Il meccanismo dell'esocitosi determina l'inserzione dei pori per l'acqua AQP2 nella membrana
apicale.
La cellula, quindi, è ora diventata permeabile all'acqua.
Comunque, la secrezione della vasopressina da parte dell'ipofisi posteriore è controllata da tre
stimoli:
- l'osmolarità del plasma,
- il volume ematico
- e la pressione arteriosa.
Ma sicuramente lo stimolo più potente è dato dall'osmolarità.
Questa è controllata dagli osmorecettori, cellule sensibili che si trovano nell'ipotalamo.
Quando l'osmolarità è sotto il valore soglia di 280 mOsM gli osmorecettori non scaricano e la
secrezione di vasopressina dall'ipofisi cessa.
Se l'osmolarità del plasma sale al di sopra di 280 mOsM gli osmorecettori stimolano il rilascio di
vasopressina.
Inoltre, quando la pressione arteriosa o il volume ematico sono bassi alcuni recettori posti negli atri
cardiaci segnalano all'ipotalamo di secernere vasopressina e conservare i liquidi.
La vasopressina rappresenta, quindi, il segnale che attiva il riassorbimento di acqua dal tubulo del
nefrone, ma la chiave della capacità renale di produrre urina concentrata è l'elevata osmolarità
dell'interstizio della zona midollare.
Quest'ultima è legata alla configurazione anatomica dell'ansa di Henle e dei vasa recta, i vasi
ematici a essa associati, che formano un sistema di scambio controcorrente.
I sistemi di scambio controcorrente richiedono la presenza di vasi ematici arteriosi e venosi che
passano molto vicino gli uni agli altri e nei quali il flusso scorre in verso opposto (da qui il termine
controcorrente).
Questa disposizione anatomica permette il trasferimento di calore o di molecole da un vaso
all'altro.
Ad esempio il sangue arterioso più caldo che entra nel sistema cede calore al sangue venoso più
freddo che torna al corpo dell'apice dell'ansa; mentre il sistema di scambio controcorrente renale
(l'ansa di Henle) lavora utilizzando lo stesso principio, solo che scambia soluti e non calore.

■ **Compiti dell'esercizio**
[1] Traduci in inglese questa frase del testo sulla vasopressina: «Questa disposizione anatomica permette il trasferimento di calore o di molecole da un vaso all'altro».
[2] Per favore, prosegui il testo sulla vasopressina a partire dalla sua ultima frase.

■ **Dati**
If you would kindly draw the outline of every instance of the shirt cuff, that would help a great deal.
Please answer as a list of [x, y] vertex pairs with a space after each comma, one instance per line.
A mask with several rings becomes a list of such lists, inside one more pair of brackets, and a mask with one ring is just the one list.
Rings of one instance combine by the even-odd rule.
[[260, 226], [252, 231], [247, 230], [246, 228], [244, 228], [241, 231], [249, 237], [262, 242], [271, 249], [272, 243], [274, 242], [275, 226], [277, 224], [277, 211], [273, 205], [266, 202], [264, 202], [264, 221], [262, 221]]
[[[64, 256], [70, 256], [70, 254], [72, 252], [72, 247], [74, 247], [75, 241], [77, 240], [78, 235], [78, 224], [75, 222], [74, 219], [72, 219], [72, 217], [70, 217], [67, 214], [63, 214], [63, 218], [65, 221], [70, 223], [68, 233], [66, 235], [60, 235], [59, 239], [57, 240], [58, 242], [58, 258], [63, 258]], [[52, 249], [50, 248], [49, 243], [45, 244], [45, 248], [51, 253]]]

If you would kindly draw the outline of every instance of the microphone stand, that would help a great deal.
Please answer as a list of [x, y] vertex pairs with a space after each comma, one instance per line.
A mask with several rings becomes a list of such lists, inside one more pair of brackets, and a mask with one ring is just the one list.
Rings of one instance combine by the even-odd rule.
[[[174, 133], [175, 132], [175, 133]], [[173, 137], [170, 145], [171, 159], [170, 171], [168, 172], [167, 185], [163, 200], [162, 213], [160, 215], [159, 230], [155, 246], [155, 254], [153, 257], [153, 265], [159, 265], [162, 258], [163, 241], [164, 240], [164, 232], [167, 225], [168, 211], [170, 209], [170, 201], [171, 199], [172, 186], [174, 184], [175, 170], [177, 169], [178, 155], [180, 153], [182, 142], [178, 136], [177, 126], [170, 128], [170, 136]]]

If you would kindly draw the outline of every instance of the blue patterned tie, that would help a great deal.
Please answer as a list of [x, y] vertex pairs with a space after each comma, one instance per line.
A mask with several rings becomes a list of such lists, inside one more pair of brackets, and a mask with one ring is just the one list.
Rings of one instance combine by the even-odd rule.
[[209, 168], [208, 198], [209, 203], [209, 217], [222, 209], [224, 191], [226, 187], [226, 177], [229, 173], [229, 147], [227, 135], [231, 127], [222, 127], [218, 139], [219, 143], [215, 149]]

■ **Risposte ai compiti**
[1] This anatomical arrangement allows the transfer of heat or molecules from one vessel to the other.

[2]
Tuttavia, poiché il rene forma un sistema chiuso, i soluti non sono ceduti all'ambiente ma si
concentrano nell'interstizio della zona midollare. 3
Tale processo è favorito anche dal trasporto attivo di soluti fuori dal segmento ascendente che
rende l'osmolarità ancora più elevata.
Per tale ragione l'ansa di Henle è definita moltiplicatore controcorrente.
Analizzando in dettaglio vedremo che il filtrato dal tubulo prossimale fluisce nella branca
discendente dell'ansa di Henle.
Questa branca è permeabile all'acqua.
Quindi, mentre l'ansa scende in profondità nella midollare, l'acqua si muove per osmosi dalla
branca discendente verso il liquido interstiziale progressivamente più concentrato lasciando, i soluti
all'interno del lume tubulare.
Il filtrato diventa progressivamente più concentrato portandosi verso l'interno della midollare.
Però, quando il flusso di liquido inverte il proprio verso ed entra nella branca ascendente dell'ansa,
le proprietà dell'epitelio tubulare cambiano.
L'epitelio in questo segmento del nefrone è impermeabile all'acqua, ma trasporta attivamente Na+,
K+ e Cl- fuori dal tubulo verso il liquido interstiziale.
La fuoriuscita di soluti dal lume determina una diminuzione costante dell'osmolarità del filtrato, da
1200 mOsM a 100 mOsM al punto in cui la branca ascendente lascia la midollare ed entra nella
zona corticale. Il risultato netto del moltiplicatore renale in controcorrente è la produzione di un
liquido interstiziale iperosmotico a livello della midollare e di un filtrato ipoosmotico alla fine
dell'ansa di Henle.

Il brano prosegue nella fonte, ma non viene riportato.